[Pointing dataset records]
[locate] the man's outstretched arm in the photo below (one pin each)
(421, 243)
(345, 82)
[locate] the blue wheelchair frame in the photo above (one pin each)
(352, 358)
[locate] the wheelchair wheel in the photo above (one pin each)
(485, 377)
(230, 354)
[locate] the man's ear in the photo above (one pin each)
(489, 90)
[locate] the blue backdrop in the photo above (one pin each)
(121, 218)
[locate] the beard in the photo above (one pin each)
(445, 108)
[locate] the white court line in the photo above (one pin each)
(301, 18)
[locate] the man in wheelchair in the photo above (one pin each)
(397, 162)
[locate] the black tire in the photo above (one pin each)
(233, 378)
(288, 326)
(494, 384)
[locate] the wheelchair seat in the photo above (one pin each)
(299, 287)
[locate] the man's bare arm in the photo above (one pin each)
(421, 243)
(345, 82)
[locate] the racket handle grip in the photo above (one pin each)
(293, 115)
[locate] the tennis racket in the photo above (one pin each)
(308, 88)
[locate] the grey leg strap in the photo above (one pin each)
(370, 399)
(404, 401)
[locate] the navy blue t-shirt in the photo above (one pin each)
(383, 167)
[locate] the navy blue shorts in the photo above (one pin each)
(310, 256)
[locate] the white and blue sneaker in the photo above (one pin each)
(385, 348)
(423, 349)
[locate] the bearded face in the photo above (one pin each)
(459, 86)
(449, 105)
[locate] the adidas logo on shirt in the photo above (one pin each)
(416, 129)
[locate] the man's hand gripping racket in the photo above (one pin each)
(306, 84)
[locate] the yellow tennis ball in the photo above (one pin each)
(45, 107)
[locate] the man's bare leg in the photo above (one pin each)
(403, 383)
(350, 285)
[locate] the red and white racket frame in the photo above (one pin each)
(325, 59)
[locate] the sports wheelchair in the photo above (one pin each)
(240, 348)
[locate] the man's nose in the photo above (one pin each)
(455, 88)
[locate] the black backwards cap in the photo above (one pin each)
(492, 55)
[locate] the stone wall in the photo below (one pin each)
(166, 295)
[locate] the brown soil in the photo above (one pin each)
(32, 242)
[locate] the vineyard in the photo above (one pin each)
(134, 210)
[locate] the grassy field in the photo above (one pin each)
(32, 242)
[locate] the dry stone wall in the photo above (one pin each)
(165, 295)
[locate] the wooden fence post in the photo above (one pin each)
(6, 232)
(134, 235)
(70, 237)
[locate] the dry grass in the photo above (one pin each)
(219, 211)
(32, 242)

| BRIEF |
Write out the entire listing exactly.

| CORRECT RESPONSE |
[locate] the man's outstretched arm in the photo below (one pin each)
(421, 243)
(345, 82)
[locate] the blue wheelchair frame in the photo above (one pin each)
(352, 358)
[locate] the wheelchair wheel in the photo above (one pin each)
(485, 377)
(230, 354)
[locate] the man's ear in the photo above (one pin each)
(489, 90)
[locate] the blue backdrop in the photo above (one pin each)
(121, 218)
[locate] the beard in the photo above (one pin each)
(445, 108)
[locate] the white court line in the photo above (one pin each)
(301, 18)
[locate] the man in wheelchair in the photo above (one pin each)
(397, 162)
[locate] the black tire in the photo above (one pin each)
(233, 378)
(288, 326)
(494, 384)
[locate] the wheelchair seat in the photo above (one pin each)
(299, 287)
[locate] the man's bare arm in the photo above (one pin each)
(421, 243)
(345, 82)
[locate] the racket handle grip in the photo above (one pin each)
(293, 115)
[locate] the tennis racket in the photo above (one pin each)
(308, 88)
[locate] the grey leg strap in the photo above (one pin each)
(370, 399)
(404, 401)
[locate] the navy blue t-shirt in the photo above (one pin each)
(383, 167)
[locate] the navy blue shorts in the photo above (one pin each)
(310, 256)
[locate] the white and blue sneaker in the photo above (one pin each)
(385, 348)
(423, 349)
[locate] the bearded face in the photo above (one pin each)
(459, 86)
(449, 105)
[locate] the adidas logo on shirt in the photo above (one pin each)
(416, 129)
[locate] the man's hand gripping racket in the photo above (one pin each)
(306, 84)
[locate] the yellow tennis ball in the photo above (one pin each)
(45, 107)
[locate] the man's bare leg in the photo above (one pin each)
(403, 383)
(350, 285)
[locate] the red and white racket frame in the photo above (one pin each)
(325, 59)
[locate] the sports wheelchair in the photo above (one pin each)
(240, 348)
[locate] the man's nose in the photo above (one pin each)
(455, 88)
[locate] the black backwards cap in the photo above (one pin each)
(492, 55)
[locate] the stone wall in the photo below (one pin each)
(166, 295)
[locate] the brown soil in the photo above (one pin each)
(32, 242)
[locate] the vineyard in the photo above (one pin each)
(134, 210)
[locate] the grassy field in the photo above (one pin each)
(32, 242)
[locate] the dry stone wall in the photo above (one pin each)
(165, 295)
[locate] the wooden fence post in the photo above (one pin each)
(6, 232)
(134, 235)
(70, 237)
[locate] the dry grass in the photo above (one pin each)
(219, 211)
(32, 242)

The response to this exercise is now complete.